Notice predictive performance improves through ten trees and then tails off with very limited improvment beyond that point. In our experience, if performance is not at an acceptable level after 50 bagging iterations, then we suggest trying other more powerfully predictive ensemble methods such as random forests and boosting.

Although bagging usually improves predictive performance for unstable models, there are a few caveats. First, computational costs and memory requirements increase as the number of bootstrap samples increases. This disadvantage can be mostly mitigated if the modeler has access to parallel computing because the bagging process can be easily parallelized. Another disadvantage to this approach is that a bagged model is much less interpretable than a model that is not bagged. However, measures of variable importance can be constructed by combining measures of importrance from the individual models across the ensemble.

8.5 Random Forests

Bagging trees (or any high variance, low bias technique) improves predictive performance over a single tree by reducing variance of the prediction. Generating bootstrap samples introduces a random component into the tree building process, which induces a distribution of trees, and therefore also a distribution of predicted values for each sample. The trees in bagging, however, are not completely independent of each other since all of the original predictors are considered at every split of every tree. One can imagine that if we start with a sufficiently large number of original samples and a relationship between predictors and response that can be adequately modeled by a tree, then trees from different bootstrap samples may have similar structures to each other due to the underlying relationship. This characteristic is known as tree correlation and prevents bagging from optimally reducing variance of the predicted values. Reducing correlation among trees, known as de-correlating trees, is then the next logical step to improving the performance of bagging.

From a statistical perspective, reducing correlation among predictors can be done by adding randomness to the tree construction process. A general random forests algorithm for a tree-based model can be implemented as below.

Select the number of models to build, m
for i = 1 to m do
    Generate a bootstrap sample of the original data
    Train a tree model on this sample
    for each split do
        Randomly select k (<p) of the original predictors
        Select the best predictor among the k predictors and partition the data
    end
    Use typical tree model stopping criteria to determine when a tree is complete (but do not prune)

*-*-*

**Set task:** What drawbacks of bagging does the text on bagging and random forests name? You don't need the lines that come next.

*-*-*

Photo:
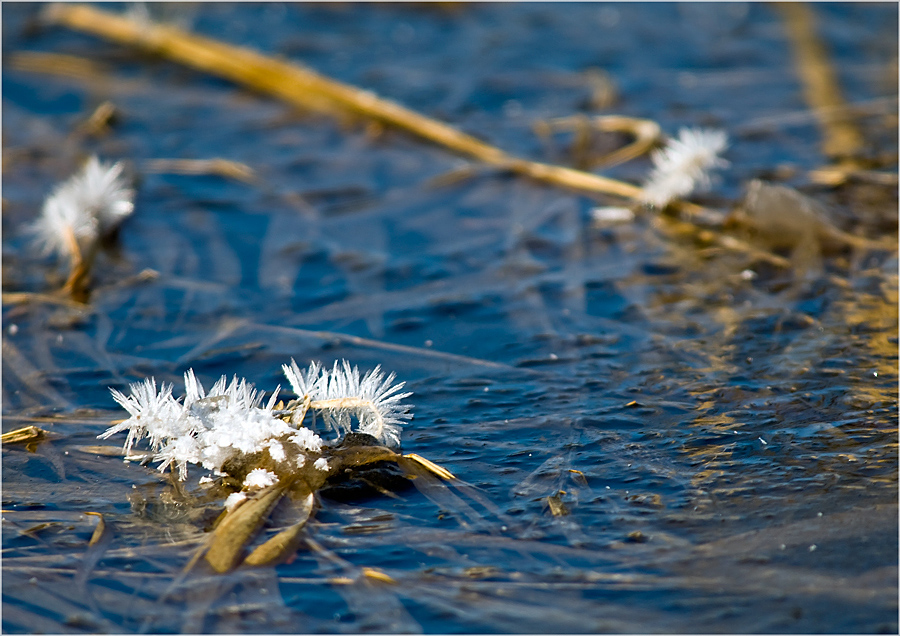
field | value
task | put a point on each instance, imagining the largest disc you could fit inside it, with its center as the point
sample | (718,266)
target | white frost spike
(89,205)
(233,500)
(683,164)
(340,395)
(260,478)
(207,428)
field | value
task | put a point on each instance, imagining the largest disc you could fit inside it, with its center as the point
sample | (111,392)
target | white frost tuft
(683,165)
(89,205)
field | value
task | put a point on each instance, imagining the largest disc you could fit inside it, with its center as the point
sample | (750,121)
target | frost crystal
(260,478)
(88,205)
(341,395)
(683,165)
(206,428)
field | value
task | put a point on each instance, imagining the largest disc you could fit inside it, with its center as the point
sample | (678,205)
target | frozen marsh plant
(263,453)
(230,423)
(83,209)
(683,165)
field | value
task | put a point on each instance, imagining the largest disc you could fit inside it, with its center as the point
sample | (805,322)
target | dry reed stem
(23,435)
(841,137)
(55,64)
(221,167)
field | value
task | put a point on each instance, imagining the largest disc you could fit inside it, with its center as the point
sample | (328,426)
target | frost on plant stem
(683,165)
(230,421)
(340,395)
(260,478)
(89,205)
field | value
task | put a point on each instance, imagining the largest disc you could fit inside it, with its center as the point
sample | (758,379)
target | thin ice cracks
(340,395)
(683,165)
(208,429)
(88,206)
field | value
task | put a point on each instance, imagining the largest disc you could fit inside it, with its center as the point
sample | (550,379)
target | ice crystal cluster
(211,428)
(89,205)
(683,165)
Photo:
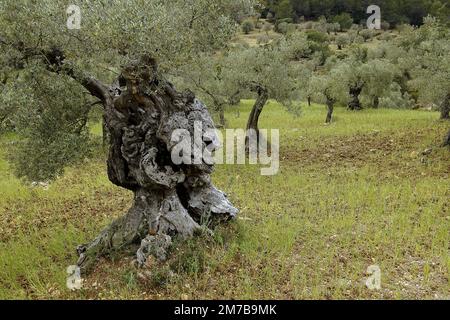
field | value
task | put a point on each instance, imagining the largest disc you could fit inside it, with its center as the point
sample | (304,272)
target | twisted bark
(142,110)
(253,119)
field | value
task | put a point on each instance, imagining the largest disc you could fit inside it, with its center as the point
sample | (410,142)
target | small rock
(427,152)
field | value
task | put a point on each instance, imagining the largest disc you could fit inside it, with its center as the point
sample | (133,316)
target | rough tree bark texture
(142,110)
(445,108)
(354,103)
(330,107)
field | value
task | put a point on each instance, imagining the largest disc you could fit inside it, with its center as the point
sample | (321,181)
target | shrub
(247,26)
(345,20)
(342,40)
(366,34)
(385,25)
(263,39)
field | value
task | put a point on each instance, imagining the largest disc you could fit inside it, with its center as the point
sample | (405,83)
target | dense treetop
(393,11)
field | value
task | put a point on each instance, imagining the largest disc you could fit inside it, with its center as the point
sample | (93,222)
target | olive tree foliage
(324,88)
(267,73)
(209,76)
(427,57)
(113,33)
(359,76)
(52,77)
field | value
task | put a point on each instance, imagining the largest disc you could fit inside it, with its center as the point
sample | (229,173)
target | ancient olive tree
(118,59)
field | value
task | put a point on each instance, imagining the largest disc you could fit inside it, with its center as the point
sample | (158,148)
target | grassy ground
(353,194)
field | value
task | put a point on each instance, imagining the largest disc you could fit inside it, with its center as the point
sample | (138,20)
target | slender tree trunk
(354,103)
(222,120)
(445,108)
(261,100)
(105,134)
(330,108)
(447,140)
(376,102)
(170,198)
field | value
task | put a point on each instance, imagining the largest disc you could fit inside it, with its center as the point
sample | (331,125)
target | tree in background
(266,72)
(325,89)
(427,57)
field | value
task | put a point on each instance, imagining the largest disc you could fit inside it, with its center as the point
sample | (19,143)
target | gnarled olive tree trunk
(354,103)
(142,111)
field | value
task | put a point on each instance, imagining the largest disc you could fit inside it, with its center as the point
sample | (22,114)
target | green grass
(349,195)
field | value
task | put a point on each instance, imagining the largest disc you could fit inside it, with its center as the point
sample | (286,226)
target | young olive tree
(208,76)
(428,58)
(324,89)
(371,78)
(117,58)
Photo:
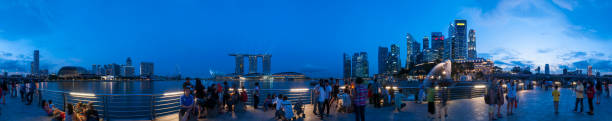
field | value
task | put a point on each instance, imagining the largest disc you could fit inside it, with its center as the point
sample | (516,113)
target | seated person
(287,108)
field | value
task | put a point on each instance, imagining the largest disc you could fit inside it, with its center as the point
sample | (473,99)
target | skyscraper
(128,69)
(383,55)
(360,65)
(460,39)
(347,65)
(146,69)
(410,42)
(448,43)
(394,64)
(426,42)
(472,44)
(35,63)
(437,45)
(546,69)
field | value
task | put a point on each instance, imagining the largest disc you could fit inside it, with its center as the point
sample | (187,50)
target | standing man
(359,99)
(579,96)
(256,95)
(491,99)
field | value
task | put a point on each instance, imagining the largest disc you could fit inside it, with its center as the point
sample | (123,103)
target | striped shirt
(360,97)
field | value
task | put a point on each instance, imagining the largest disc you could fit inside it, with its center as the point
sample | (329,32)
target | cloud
(535,33)
(566,4)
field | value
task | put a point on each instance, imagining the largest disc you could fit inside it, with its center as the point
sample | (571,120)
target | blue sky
(310,36)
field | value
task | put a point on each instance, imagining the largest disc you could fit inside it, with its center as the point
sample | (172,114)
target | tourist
(91,114)
(70,115)
(579,96)
(443,100)
(287,108)
(511,97)
(398,101)
(267,102)
(590,95)
(187,107)
(200,94)
(256,95)
(322,93)
(315,97)
(491,99)
(187,84)
(346,100)
(500,98)
(556,94)
(328,99)
(30,94)
(359,99)
(48,110)
(278,102)
(431,107)
(599,87)
(607,89)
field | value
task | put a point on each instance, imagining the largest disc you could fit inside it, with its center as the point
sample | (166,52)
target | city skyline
(511,33)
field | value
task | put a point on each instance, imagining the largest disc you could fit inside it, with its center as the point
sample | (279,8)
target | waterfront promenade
(533,105)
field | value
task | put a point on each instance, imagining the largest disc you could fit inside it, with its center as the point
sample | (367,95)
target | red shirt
(590,92)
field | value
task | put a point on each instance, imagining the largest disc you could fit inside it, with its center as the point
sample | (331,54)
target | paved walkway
(15,110)
(533,105)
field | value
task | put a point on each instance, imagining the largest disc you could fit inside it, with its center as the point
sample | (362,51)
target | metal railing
(148,106)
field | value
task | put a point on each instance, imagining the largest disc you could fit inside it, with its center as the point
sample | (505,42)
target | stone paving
(534,105)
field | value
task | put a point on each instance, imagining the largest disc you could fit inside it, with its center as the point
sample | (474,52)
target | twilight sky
(194,37)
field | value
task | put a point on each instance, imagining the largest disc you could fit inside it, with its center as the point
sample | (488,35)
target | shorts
(491,108)
(431,107)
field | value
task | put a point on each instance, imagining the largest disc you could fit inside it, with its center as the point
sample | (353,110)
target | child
(556,94)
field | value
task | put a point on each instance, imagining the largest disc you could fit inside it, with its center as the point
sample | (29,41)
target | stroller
(298,108)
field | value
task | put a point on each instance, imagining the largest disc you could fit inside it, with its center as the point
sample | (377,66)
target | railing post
(152,107)
(106,117)
(65,103)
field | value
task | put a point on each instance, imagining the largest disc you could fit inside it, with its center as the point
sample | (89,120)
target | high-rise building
(394,63)
(416,47)
(410,49)
(448,43)
(146,69)
(426,42)
(94,69)
(360,65)
(459,43)
(35,63)
(267,63)
(546,69)
(437,45)
(128,70)
(383,55)
(472,45)
(347,65)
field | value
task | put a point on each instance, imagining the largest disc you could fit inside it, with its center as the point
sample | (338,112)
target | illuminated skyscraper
(147,69)
(410,49)
(460,39)
(426,42)
(383,55)
(437,45)
(35,63)
(347,65)
(546,69)
(393,62)
(472,44)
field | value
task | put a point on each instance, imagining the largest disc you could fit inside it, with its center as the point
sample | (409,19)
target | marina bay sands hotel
(265,58)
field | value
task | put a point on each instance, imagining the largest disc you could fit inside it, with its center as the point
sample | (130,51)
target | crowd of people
(26,91)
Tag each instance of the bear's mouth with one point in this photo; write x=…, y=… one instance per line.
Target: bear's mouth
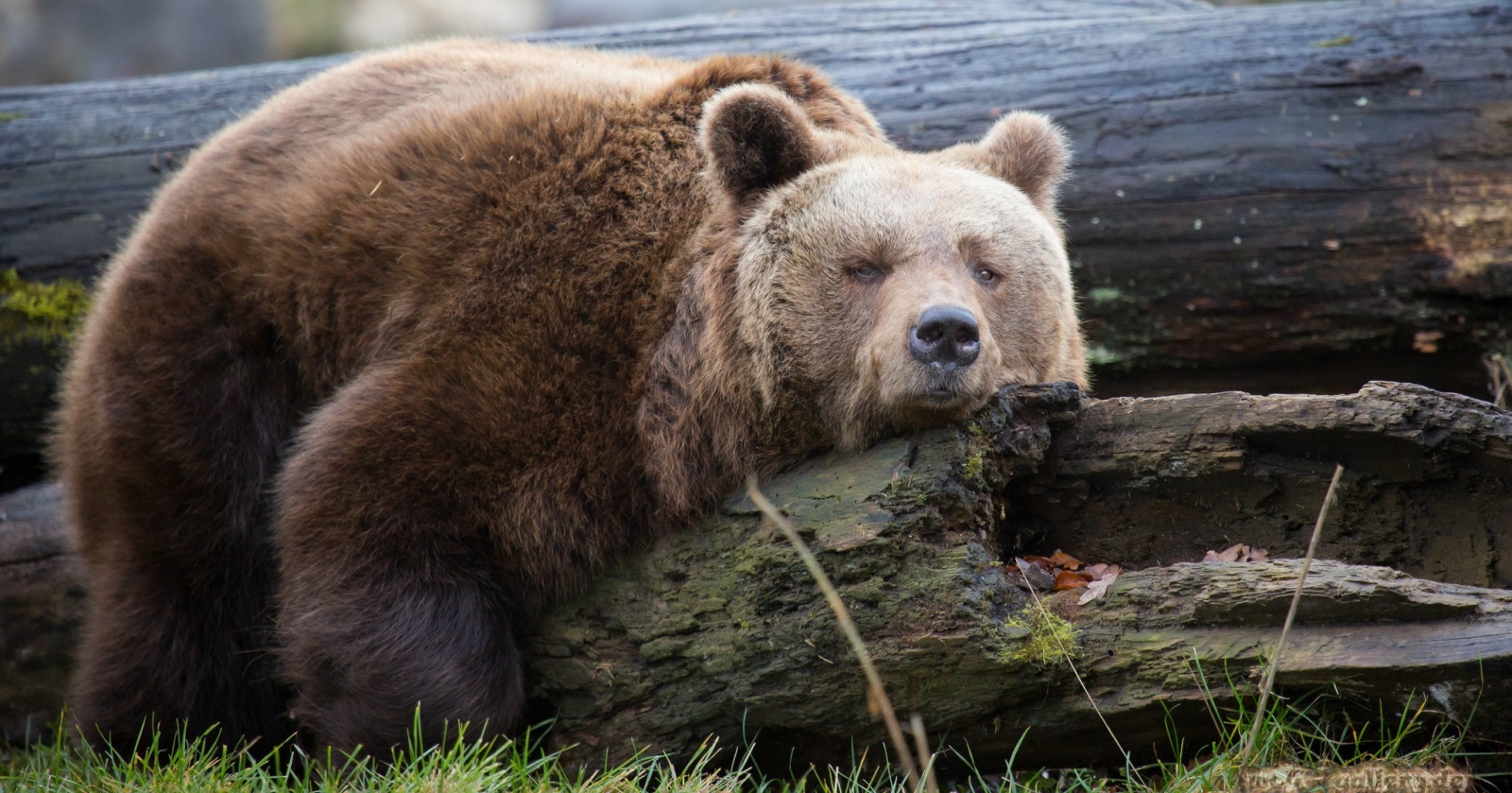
x=942, y=390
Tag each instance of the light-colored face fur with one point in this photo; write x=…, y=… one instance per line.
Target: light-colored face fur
x=856, y=249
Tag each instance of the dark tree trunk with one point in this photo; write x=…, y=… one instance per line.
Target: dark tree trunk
x=722, y=631
x=1293, y=197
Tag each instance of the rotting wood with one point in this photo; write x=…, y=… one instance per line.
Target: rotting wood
x=718, y=629
x=1255, y=186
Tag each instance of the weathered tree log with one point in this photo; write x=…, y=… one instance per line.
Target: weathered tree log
x=718, y=629
x=1254, y=186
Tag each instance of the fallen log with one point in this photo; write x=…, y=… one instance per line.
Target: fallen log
x=1255, y=186
x=718, y=629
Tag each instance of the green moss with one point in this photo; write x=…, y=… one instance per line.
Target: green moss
x=975, y=451
x=1050, y=641
x=42, y=312
x=1104, y=294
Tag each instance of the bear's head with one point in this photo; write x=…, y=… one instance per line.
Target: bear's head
x=843, y=289
x=884, y=289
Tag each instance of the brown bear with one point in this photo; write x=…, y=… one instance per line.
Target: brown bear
x=427, y=341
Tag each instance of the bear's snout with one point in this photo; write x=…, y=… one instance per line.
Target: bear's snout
x=947, y=337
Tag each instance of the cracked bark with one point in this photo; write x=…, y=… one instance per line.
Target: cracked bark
x=720, y=631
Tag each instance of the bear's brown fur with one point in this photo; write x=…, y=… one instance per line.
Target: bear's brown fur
x=427, y=341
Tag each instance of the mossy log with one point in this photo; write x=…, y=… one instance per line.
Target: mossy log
x=1254, y=186
x=720, y=629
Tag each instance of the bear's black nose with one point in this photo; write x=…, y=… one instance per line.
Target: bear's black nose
x=947, y=336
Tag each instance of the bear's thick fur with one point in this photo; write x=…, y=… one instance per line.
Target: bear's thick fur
x=427, y=341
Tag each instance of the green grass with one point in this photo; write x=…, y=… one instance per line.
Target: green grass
x=1312, y=733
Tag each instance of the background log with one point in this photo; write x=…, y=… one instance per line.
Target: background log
x=720, y=629
x=1293, y=197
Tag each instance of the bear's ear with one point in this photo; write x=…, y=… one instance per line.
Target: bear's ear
x=755, y=138
x=1028, y=151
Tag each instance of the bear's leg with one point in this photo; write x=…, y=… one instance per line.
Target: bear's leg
x=158, y=659
x=170, y=427
x=390, y=595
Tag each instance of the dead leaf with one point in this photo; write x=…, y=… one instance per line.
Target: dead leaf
x=1426, y=341
x=1071, y=580
x=1033, y=574
x=1098, y=589
x=1065, y=560
x=1237, y=553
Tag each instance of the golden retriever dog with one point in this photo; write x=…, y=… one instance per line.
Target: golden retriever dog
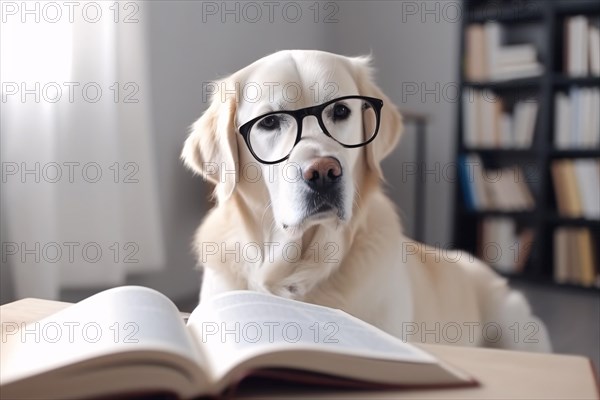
x=293, y=144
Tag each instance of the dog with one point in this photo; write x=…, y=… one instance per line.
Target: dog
x=293, y=144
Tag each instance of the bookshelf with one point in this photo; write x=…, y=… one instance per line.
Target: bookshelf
x=542, y=24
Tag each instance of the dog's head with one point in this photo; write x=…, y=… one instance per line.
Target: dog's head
x=287, y=132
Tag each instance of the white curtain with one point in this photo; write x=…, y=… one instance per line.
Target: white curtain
x=80, y=204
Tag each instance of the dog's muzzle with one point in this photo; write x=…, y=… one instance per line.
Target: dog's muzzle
x=323, y=177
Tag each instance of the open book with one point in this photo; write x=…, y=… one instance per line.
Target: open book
x=132, y=340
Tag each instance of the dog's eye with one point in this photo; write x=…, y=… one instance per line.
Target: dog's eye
x=340, y=112
x=269, y=123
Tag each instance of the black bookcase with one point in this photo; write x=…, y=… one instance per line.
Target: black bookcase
x=548, y=18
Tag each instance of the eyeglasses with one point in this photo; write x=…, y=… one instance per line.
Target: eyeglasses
x=272, y=136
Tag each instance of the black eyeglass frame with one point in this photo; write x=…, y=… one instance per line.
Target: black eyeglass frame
x=316, y=111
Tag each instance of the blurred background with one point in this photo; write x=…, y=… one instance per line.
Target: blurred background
x=97, y=98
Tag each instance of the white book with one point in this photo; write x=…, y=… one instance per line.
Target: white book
x=144, y=347
x=470, y=117
x=488, y=101
x=595, y=142
x=594, y=50
x=518, y=71
x=588, y=182
x=576, y=117
x=577, y=46
x=531, y=109
x=517, y=54
x=505, y=240
x=587, y=113
x=562, y=121
x=493, y=39
x=482, y=195
x=561, y=259
x=507, y=139
x=519, y=122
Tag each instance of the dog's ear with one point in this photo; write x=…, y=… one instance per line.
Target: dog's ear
x=211, y=148
x=390, y=127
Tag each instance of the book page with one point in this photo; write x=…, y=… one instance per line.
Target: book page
x=119, y=320
x=237, y=325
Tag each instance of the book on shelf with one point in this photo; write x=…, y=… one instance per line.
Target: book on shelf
x=576, y=257
x=488, y=125
x=487, y=58
x=140, y=345
x=577, y=187
x=503, y=189
x=502, y=246
x=576, y=119
x=582, y=46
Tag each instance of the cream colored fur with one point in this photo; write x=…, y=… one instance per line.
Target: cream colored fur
x=363, y=265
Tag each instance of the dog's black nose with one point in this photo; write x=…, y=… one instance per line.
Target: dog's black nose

*-*-*

**Solution:**
- Computational costs increase as the number of bootstrap samples increases.
- Memory requirements increase as the number of bootstrap samples increases.
- A bagged model is much less interpretable than a model that is not bagged.